PROVIDED DATA.
▽
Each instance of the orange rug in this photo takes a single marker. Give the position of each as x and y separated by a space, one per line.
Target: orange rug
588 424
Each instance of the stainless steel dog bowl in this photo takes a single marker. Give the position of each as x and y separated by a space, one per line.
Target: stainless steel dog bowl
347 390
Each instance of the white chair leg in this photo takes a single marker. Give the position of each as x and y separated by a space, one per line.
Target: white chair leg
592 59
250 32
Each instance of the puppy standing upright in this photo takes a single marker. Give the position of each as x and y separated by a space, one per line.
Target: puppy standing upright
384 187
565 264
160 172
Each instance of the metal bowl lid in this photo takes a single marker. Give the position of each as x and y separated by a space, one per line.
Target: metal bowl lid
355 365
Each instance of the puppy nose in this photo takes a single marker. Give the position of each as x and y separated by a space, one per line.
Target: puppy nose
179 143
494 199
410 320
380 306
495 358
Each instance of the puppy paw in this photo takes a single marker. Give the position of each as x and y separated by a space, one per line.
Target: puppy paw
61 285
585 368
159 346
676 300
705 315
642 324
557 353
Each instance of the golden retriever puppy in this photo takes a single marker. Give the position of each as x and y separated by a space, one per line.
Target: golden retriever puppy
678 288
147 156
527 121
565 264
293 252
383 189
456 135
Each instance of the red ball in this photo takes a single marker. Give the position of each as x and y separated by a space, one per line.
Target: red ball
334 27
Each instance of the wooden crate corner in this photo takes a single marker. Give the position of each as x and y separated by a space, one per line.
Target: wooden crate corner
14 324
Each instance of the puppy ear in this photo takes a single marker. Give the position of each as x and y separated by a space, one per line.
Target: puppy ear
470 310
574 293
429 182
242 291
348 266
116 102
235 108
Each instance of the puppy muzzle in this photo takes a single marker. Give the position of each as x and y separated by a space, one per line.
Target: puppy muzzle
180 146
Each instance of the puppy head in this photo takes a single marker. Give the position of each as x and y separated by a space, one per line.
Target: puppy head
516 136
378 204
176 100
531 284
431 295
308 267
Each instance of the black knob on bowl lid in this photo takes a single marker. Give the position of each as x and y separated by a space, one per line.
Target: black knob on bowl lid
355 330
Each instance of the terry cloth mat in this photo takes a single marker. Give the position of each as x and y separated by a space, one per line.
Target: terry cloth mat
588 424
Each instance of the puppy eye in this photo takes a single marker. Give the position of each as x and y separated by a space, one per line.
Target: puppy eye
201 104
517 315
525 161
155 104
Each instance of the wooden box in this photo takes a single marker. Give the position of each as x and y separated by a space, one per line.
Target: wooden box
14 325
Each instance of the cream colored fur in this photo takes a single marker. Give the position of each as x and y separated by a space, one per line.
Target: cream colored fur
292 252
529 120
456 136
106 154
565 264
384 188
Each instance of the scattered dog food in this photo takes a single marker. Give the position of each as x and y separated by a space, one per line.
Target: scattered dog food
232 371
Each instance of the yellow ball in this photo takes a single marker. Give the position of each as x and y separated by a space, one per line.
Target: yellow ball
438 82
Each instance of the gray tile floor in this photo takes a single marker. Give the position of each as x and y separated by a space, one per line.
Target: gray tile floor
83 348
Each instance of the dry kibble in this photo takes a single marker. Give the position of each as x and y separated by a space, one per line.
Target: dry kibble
△
WORK ITEM.
Here the job is to set down exactly the lines of the material above that fall between the one with "Each instance of the metal" and the one with "Each instance of the puppy nose", inclusive, and nothing beyond them.

EXPECTED OUTPUT.
Each instance of the metal bowl lid in this photo takes a single marker. Give the position of each as x and y separated by a space, one per line.
Target: metal bowl lid
355 365
Each instance of the puppy nose in this photo takes a single marker. Give the position of each as x and y separated by a space, one per line.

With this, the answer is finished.